═════ SELECTED EXCERPT ═════
The United States is much better off without Michael Flynn serving as national security adviser. But no one should be cheering the way he was brought down.
The whole episode is evidence of the precipitous and ongoing collapse of America’s democratic institutions — not a sign of their resiliency. Flynn’s ouster was a soft coup (or political assassination) engineered by anonymous intelligence community bureaucrats. The results might be salutary, but this isn’t the way a liberal democracy is supposed to function.
Normally intercepts of U.S. officials and citizens are some of the most tightly held government secrets. This is for good reason. Selectively disclosing details of private conversations monitored by the FBI or NSA gives the permanent state the power to destroy reputations from the cloak of anonymity. This is what police states do.
The GOP Congress is not going to be able to ignore an escalating war within the Executive branch. Nor can they discount the possibility of characters like Flynn engaging in their own freelance retaliatory schemes.
And, you know, there’s also our system of constitutional government, that old thing, which gives Congress the responsibility for dealing with corruption and other lawbreaking by the Executive.
This is very much the kind of thing I’ve been worrying about. The danger posed by Donald Trump and Steve Bannon not that they’re wicked fascist masterminds who always think ten steps ahead, but that they have no interest in democratic governance and outright despise classic liberal values. When people like this are put in power, they create conditions that reinforce their worldview–chaos, controversy, scheming and deceit, ruthless struggles for power, and a fascination with the politics of personal drama: who’s getting whipped, who’s the king’s favorite, who’s the traitor or enemy du jour. As Millman put it in an earlier column:
Radicals in power are another story. Because they see crisis where non-radicals see only problems, the first thing a radical in power needs to do is align the general perception with his or her own. And the best way to do that is to precipitate a crisis. In terms of normal perception, that means doing one’s job badly, even catastrophically badly.
In this manner, the atmosphere of crisis makes it impossible to hold a regime accountable, because disaster is assumed to be inevitable and therefore cannot be blamed on the regime. Instead, the regime may take credit for the fact that it was prescient enough to see the disaster coming, and for having thought through its implications in advance. Indeed, it may even wind up taking credit for the disaster itself, as being a necessary precursor to something better. Chaos becomes a prerequisite for order. Failure becomes a prerequisite for success. War becomes a prerequisite for peace.
═════ SUPPLIED DATA ═════
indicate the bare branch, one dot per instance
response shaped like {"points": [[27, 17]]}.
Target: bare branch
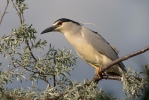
═════
→ TASKS TO COMPLETE:
1. In the commentary on Michael Flynn's ouster, who is said to have engineered it?
2. List every pair in the Flynn commentary where one thing is called a prerequisite for another.
3. Please continue the commentary on Flynn's ouster after its last sentence.
The data were gathered from a separate source.

→ EXPECTED OUTPUTS:
1. Anonymous intelligence community bureaucrats.

2.
- Chaos is a prerequisite for order.
- Failure is a prerequisite for success.
- War is a prerequisite for peace.

3.
You can call that fascism if you want. I think the label’s an awkward fit. The more important point is that we Americans have been raised on a cartoon vision of autocratic rule: the invincible totalitarian state, penetrating into all facets of life, exercising punitive control over each thought and deed. The arch-Tory tyrants of V for Vendetta, the robo-regulators of the Matrix, the jackbooted, gray-tunicked imperators of a thousand lesser entertainments. And of course the ur-police state of 1984.
We associate these fears with the Nazi regime, the iconic dark sister of Western civilization. The Nazis are like us, but on Think-Like-an-Evil-Person day: industrialized, technocratic, media-obsessed, militaristic, superstitious about the glories of science, ambivalent toward the finer things of high European culture. But they turn every one of our values upside down. They’re the perfect villains for American bravado: a fiendishly entrancing dark side to our triumphal light side. Like orcs, like rabid dogs, they have to be put down: by the sword, by the gun, by the fist if necessary.
The way we think about failed states owes more, I think, to the Soviet menace and the lingering legacy of the Cold War. The deep American fear of someone–some meddling official–telling you what to think. In 1984, the entire society becomes an organ of thought control, bearing down with invincible weight on one man’s soul. Cast as a study of totalitarianism, the novel is rather a tragic celebration of individual conscience, the story of one man against the world. In the end, it takes all the power of the world to crush that man–interest from the highest levels of power, years of dedicated attention from state agencies, elaborate schemes worthy of Satan, torments out of Dante, weeks of high-tech torture and institutional manipulation. Latent in the novel’s dismal prognostications is an ego-gratifying message. Look what it takes to brainwash one Western man.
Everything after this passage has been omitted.